WRITTEN TASK: Print the lines of the records verbatim, starting at the line that contains "I need help finding the green leaf" and ending at the line that contains "434 182 590 258", with both of those lines included.

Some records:
*****

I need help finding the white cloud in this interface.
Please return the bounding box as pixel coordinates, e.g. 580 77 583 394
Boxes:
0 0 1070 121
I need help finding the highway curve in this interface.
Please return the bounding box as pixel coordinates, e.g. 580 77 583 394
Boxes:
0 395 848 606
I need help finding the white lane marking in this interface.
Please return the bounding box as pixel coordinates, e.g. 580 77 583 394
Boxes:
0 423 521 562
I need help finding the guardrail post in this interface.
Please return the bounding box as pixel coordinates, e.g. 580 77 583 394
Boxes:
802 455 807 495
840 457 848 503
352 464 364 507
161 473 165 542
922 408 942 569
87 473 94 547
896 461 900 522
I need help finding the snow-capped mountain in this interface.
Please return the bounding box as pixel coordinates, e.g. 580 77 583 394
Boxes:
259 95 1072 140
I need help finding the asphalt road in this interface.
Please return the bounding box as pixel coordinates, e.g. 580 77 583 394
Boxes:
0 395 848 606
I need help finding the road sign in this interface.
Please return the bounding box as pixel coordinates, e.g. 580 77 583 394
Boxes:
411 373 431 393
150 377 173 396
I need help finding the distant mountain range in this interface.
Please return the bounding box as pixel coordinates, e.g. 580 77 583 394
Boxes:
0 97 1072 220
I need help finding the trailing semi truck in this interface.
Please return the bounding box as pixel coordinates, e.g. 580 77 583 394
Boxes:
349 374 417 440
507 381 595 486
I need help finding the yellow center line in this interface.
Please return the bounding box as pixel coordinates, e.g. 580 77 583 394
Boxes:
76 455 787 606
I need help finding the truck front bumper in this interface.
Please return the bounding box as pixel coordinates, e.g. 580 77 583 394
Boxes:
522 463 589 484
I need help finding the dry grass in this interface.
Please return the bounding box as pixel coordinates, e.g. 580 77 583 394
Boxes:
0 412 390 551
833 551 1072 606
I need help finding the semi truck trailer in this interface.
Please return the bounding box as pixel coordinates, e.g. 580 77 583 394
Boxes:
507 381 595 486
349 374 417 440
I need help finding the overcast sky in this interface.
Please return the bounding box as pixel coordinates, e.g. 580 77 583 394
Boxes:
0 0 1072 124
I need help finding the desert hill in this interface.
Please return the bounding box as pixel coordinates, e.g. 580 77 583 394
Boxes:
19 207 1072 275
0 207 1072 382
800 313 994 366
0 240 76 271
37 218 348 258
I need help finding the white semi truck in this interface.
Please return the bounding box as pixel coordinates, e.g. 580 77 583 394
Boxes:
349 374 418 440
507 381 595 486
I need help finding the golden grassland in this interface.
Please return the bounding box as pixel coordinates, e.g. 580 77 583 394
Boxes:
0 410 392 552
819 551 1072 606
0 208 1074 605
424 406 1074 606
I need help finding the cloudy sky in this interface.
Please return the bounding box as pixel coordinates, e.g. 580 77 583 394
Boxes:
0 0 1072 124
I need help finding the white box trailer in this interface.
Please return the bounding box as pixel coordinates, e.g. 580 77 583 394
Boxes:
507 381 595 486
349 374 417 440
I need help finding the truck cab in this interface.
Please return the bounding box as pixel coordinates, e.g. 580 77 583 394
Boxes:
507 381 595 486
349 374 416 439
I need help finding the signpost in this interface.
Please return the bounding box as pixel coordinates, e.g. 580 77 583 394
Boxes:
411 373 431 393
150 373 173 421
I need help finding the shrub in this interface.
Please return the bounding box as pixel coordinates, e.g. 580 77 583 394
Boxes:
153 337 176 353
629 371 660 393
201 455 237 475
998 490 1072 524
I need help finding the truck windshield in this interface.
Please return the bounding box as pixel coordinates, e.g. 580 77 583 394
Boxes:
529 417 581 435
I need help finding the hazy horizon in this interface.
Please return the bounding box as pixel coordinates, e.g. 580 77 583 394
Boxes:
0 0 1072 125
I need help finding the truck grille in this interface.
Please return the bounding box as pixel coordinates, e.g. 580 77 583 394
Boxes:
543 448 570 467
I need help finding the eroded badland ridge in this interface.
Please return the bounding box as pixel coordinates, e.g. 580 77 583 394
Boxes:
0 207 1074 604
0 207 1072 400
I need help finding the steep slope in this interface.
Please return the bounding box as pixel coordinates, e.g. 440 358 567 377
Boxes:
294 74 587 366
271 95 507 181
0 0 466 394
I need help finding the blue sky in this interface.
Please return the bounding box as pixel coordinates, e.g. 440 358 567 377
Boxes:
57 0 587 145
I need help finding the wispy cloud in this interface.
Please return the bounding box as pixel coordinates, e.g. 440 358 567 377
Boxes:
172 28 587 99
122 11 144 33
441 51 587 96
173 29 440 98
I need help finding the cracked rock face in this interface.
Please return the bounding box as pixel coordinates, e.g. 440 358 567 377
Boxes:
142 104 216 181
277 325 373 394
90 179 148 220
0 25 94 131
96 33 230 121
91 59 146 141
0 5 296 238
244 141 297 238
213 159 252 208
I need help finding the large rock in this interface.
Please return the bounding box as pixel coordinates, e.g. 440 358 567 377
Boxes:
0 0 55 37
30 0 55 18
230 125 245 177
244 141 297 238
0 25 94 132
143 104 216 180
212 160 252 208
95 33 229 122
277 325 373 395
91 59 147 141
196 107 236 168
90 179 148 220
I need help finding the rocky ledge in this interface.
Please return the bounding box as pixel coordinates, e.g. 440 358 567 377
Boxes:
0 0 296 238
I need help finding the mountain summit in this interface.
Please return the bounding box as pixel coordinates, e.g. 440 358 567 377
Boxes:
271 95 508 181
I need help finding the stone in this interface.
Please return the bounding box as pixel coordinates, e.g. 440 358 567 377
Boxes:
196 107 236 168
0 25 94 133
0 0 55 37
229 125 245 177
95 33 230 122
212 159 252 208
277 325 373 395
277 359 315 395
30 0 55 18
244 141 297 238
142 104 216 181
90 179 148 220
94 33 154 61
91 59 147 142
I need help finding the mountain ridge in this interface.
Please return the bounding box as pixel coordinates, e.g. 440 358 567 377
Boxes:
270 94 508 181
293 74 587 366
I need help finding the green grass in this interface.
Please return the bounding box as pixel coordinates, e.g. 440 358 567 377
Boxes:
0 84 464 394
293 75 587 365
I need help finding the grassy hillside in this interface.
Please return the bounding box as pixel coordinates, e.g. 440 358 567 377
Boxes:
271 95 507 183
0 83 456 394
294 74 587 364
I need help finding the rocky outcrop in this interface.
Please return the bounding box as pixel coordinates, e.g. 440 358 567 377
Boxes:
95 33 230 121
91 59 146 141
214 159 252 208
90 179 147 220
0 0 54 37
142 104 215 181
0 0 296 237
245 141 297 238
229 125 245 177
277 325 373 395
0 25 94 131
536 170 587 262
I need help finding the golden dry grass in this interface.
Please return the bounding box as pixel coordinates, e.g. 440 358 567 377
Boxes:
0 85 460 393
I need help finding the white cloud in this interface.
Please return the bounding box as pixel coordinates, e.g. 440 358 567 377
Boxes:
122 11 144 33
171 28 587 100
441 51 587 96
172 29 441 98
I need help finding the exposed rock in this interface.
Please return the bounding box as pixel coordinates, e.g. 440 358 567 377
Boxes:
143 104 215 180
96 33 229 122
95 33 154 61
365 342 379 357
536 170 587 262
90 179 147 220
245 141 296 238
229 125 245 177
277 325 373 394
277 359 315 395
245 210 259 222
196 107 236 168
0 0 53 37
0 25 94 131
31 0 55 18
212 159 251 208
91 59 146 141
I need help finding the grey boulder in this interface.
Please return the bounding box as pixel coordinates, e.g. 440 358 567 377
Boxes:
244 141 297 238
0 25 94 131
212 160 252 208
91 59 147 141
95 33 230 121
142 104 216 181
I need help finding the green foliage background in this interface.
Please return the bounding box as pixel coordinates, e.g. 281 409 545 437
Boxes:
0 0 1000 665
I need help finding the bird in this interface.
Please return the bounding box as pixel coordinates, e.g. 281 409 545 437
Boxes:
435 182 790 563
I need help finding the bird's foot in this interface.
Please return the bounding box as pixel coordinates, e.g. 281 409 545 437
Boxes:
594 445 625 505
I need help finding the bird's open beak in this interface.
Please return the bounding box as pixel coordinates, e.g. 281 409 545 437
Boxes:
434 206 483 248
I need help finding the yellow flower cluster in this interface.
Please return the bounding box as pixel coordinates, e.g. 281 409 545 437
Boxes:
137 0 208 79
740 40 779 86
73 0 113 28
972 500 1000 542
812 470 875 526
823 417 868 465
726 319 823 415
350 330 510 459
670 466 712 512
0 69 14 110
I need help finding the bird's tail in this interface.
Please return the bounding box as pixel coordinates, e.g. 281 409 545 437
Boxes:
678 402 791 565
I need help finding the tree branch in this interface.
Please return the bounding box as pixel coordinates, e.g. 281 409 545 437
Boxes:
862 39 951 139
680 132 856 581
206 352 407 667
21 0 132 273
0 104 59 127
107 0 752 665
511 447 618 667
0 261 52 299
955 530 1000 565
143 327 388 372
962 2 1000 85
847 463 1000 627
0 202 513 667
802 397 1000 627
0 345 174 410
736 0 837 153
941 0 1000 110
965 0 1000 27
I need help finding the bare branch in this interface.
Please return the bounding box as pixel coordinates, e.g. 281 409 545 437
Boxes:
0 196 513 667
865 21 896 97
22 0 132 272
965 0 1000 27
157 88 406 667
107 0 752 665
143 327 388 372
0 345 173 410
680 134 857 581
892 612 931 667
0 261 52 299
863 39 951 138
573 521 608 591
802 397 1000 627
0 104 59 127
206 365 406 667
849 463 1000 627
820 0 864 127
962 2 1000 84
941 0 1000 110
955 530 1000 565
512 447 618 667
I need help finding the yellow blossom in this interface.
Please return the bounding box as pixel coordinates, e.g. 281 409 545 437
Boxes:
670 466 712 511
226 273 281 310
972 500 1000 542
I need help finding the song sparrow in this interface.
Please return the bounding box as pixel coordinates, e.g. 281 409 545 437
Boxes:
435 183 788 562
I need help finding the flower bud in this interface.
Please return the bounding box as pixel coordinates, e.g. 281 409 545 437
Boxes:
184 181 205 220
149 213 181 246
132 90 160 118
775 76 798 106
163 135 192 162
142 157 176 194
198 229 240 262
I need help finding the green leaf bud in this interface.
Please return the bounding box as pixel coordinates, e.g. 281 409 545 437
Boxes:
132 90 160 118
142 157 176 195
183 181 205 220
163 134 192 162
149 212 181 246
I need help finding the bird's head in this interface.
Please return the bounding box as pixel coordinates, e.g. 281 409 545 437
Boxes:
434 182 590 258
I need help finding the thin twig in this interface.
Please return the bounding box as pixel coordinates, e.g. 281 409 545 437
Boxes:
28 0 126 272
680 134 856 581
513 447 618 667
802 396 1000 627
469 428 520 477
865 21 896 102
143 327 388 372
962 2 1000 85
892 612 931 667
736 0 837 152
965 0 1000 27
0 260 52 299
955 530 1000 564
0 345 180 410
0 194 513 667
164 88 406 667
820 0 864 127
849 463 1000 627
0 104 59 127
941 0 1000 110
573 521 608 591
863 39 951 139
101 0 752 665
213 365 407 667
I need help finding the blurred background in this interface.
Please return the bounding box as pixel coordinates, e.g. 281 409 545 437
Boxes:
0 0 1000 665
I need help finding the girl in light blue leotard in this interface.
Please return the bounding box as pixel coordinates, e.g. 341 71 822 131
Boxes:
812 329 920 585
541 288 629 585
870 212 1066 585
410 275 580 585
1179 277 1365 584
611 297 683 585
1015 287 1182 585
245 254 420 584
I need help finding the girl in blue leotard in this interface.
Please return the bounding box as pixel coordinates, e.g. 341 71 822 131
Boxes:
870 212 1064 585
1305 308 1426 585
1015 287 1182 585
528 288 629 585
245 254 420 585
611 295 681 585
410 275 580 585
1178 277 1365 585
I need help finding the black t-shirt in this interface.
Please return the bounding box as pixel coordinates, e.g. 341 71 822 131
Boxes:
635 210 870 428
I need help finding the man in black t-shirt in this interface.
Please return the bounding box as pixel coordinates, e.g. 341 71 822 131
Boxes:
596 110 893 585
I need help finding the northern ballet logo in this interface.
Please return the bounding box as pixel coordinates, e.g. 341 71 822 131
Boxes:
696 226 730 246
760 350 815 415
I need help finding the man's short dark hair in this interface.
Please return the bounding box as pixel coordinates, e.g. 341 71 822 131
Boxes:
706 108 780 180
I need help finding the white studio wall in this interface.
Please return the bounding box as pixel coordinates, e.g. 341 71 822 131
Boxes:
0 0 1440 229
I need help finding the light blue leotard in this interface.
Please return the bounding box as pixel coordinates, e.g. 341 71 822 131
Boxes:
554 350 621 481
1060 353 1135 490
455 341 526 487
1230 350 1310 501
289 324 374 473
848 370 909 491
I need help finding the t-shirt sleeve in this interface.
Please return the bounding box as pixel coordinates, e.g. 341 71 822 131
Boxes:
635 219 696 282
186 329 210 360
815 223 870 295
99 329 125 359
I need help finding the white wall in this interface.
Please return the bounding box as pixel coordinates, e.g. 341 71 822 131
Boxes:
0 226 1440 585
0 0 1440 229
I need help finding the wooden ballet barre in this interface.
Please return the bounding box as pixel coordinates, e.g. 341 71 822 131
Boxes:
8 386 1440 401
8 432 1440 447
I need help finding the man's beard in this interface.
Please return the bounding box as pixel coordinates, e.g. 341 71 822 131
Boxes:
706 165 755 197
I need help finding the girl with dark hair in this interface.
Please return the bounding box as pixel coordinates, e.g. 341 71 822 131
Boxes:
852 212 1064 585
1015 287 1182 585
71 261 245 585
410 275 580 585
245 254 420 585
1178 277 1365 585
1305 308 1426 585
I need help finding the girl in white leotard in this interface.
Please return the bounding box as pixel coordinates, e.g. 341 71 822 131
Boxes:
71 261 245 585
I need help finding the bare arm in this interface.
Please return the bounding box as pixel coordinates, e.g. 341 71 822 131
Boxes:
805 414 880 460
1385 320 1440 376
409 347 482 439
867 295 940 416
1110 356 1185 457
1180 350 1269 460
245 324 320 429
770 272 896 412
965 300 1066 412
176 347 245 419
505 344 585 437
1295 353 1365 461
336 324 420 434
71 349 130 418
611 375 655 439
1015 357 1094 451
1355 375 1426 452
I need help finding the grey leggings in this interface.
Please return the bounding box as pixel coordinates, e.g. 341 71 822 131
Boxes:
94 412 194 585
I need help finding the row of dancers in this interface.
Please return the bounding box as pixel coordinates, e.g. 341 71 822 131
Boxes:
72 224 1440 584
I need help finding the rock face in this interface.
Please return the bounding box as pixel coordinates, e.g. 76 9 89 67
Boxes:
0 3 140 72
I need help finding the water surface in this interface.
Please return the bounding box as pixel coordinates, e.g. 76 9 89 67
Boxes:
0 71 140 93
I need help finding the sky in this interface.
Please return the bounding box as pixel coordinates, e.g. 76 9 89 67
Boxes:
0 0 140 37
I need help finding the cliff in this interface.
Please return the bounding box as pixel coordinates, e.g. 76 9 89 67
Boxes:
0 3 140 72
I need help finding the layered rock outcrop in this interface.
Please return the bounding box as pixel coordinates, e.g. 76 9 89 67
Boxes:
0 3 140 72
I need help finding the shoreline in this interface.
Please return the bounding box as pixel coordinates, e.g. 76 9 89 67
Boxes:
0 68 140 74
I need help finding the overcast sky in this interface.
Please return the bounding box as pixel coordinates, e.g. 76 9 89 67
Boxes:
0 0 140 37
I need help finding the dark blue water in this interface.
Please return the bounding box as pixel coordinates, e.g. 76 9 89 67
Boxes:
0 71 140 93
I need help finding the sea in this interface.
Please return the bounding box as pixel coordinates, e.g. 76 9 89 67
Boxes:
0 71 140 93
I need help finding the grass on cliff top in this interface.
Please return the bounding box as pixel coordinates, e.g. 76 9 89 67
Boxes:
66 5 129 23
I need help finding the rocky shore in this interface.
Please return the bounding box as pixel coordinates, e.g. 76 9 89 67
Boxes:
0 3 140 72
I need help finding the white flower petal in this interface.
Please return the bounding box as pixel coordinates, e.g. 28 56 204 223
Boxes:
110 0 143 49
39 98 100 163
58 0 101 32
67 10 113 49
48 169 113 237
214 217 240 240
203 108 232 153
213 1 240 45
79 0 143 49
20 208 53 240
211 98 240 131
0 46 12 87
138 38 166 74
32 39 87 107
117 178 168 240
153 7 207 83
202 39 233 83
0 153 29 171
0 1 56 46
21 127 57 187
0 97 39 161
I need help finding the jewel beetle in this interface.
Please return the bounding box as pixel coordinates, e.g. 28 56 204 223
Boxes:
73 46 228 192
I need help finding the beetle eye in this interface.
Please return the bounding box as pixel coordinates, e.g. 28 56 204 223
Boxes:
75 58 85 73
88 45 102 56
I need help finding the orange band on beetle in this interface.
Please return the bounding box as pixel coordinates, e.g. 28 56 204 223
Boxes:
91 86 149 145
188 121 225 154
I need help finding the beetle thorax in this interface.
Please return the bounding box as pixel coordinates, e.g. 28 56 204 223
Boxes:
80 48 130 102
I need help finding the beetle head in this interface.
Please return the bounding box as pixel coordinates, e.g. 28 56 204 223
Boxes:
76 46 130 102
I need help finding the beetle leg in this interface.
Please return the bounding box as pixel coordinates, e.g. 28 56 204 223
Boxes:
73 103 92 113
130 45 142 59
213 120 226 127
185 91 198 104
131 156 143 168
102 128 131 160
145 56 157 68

*****

FINAL RESULT:
I need help finding the green leaf bud in this interface.
Please return the bounding box as pixel coordinates, e.g. 281 409 545 437
Boxes:
132 90 160 118
142 157 176 195
183 181 205 220
163 134 192 162
149 212 181 246
I need help finding the bird's head in this interface.
Please return the bounding box as pixel coordinates, e.g. 281 409 545 437
Boxes:
434 182 590 258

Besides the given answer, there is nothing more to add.